> _AIM_: Arrange the lines below, from the line with "Spot the black" to the line with "[(468, 291), (380, 286), (358, 281)]", as a Markdown table with the columns "No." and "Line", numbering each line and omitting blank lines. Leave the pictures out of the answer.

** start of EXCERPTED DATA **

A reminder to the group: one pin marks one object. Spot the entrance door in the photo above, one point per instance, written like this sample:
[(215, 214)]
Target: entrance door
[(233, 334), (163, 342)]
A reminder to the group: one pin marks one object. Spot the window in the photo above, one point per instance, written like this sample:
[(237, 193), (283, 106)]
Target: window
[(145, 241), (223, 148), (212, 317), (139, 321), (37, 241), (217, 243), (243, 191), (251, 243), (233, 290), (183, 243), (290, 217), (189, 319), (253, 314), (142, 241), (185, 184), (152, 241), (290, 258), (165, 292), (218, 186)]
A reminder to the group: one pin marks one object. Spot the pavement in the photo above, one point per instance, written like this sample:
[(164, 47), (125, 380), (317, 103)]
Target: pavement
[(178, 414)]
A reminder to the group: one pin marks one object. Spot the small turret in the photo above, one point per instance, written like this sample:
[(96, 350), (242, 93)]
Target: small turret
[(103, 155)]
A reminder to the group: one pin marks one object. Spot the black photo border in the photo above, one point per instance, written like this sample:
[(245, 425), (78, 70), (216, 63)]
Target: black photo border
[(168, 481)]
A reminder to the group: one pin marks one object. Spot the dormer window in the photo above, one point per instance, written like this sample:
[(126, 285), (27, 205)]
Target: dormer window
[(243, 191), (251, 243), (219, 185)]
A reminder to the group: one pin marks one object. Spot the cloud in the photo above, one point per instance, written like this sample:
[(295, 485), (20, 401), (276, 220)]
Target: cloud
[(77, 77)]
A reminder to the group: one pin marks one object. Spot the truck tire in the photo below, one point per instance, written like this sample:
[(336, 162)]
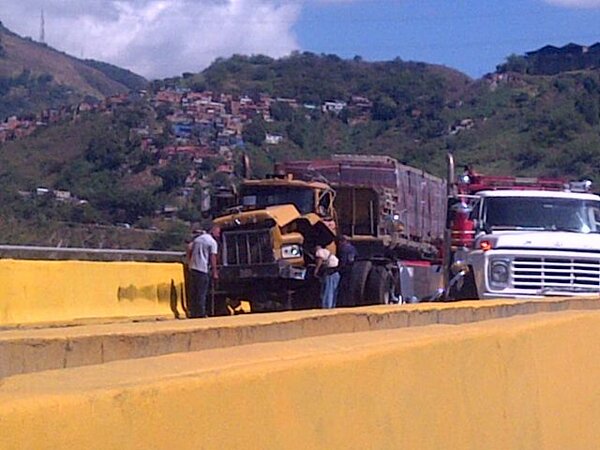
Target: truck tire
[(468, 291), (380, 286), (358, 281)]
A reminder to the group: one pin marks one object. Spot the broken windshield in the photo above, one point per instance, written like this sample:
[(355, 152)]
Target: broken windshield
[(263, 196), (542, 213)]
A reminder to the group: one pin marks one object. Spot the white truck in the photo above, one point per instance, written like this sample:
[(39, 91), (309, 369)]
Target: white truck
[(522, 238)]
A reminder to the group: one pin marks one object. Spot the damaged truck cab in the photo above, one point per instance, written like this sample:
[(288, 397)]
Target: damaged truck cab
[(268, 242)]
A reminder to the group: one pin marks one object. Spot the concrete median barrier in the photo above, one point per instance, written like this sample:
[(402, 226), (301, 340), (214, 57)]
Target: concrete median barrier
[(30, 350), (55, 291), (526, 382)]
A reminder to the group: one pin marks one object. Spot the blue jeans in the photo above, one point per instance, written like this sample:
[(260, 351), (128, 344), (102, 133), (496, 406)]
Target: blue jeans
[(199, 291), (329, 285)]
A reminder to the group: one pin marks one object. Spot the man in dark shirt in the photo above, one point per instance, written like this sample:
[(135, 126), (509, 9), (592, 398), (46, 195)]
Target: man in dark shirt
[(346, 252)]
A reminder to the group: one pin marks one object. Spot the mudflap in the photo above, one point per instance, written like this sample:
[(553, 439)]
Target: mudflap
[(419, 280)]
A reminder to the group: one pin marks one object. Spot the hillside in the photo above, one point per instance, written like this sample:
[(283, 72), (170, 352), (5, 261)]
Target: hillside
[(34, 77), (151, 161)]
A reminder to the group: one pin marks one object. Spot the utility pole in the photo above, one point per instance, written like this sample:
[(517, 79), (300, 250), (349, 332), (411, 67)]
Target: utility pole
[(42, 28)]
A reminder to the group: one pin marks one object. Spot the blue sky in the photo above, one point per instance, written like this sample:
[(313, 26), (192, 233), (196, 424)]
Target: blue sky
[(161, 38), (470, 35)]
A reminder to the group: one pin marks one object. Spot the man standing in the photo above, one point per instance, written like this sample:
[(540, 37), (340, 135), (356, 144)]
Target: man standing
[(202, 259), (347, 254), (327, 270)]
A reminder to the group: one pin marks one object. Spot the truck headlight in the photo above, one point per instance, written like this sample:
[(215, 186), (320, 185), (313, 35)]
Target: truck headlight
[(291, 251), (499, 273)]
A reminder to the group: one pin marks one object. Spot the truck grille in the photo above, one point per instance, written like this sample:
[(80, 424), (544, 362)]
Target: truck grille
[(247, 247), (560, 273)]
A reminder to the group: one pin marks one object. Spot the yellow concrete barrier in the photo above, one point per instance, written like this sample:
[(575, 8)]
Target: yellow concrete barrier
[(26, 349), (526, 382), (54, 291)]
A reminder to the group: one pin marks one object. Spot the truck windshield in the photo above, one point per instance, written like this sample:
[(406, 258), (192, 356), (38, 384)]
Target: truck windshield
[(262, 196), (554, 214)]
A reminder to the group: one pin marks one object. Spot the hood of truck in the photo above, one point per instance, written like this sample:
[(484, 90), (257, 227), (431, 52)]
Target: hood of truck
[(554, 240), (281, 214)]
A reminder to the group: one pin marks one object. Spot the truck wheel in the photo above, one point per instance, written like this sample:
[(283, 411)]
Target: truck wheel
[(358, 281), (380, 286)]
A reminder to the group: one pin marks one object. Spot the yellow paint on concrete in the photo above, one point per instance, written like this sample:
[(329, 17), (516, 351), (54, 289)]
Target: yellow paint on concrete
[(25, 349), (50, 291), (525, 382)]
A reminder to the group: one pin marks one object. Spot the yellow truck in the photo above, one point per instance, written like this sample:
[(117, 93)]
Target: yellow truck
[(394, 214)]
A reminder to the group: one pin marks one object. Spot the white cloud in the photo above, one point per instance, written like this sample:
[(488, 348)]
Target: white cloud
[(576, 3), (159, 38)]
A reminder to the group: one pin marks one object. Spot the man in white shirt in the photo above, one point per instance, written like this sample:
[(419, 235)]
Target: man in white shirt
[(327, 270), (202, 259)]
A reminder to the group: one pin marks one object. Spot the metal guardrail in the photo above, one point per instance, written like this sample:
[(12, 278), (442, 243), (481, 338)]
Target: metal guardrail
[(88, 254)]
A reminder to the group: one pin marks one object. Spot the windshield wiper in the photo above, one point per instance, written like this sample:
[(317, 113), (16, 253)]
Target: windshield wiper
[(565, 229)]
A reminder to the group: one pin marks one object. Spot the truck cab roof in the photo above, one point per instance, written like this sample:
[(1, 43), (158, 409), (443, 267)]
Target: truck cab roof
[(540, 194)]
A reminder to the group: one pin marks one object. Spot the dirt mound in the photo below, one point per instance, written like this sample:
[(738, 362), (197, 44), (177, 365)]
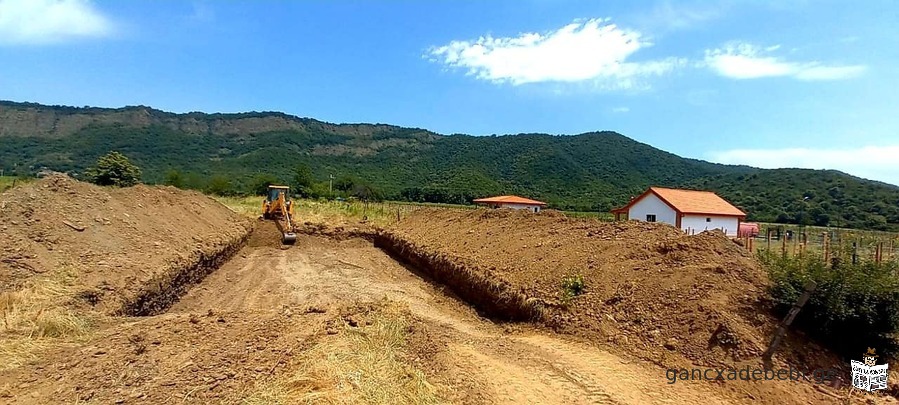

** end of EXCERPTED DATA **

> _EXERCISE OUTPUT_:
| No. | Line |
|---|---|
| 1 | A reminder to the group: one pin marks one object. Spot the black photo border in the photo above, one point per instance, written like this sample: |
| 2 | [(245, 425), (78, 70), (216, 63)] |
| 3 | Target: black photo border |
| 4 | [(168, 481)] |
| 5 | A reminder to the group: one pin marks one object. Spot the dormer window in the photo above, one point per instance, written like this sample: |
| 6 | [(126, 285), (27, 205)] |
| 7 | Target: dormer window |
| 8 | [(243, 191), (251, 243), (219, 185)] |
| 9 | A reminder to the group: one pin marks one object. Spot the cloud in the photo above, one point per instance, written like this sample: |
| 10 | [(295, 485), (20, 401), (276, 220)] |
| 11 | Target: cloud |
| 12 | [(77, 77)] |
| 13 | A reminder to the group: one pin marks one object. Spot the truck tire in the photo below, one point per instance, written like this sample: |
| 14 | [(336, 162)] |
| 15 | Target: truck tire |
| 16 | [(468, 291), (380, 286), (358, 281)] |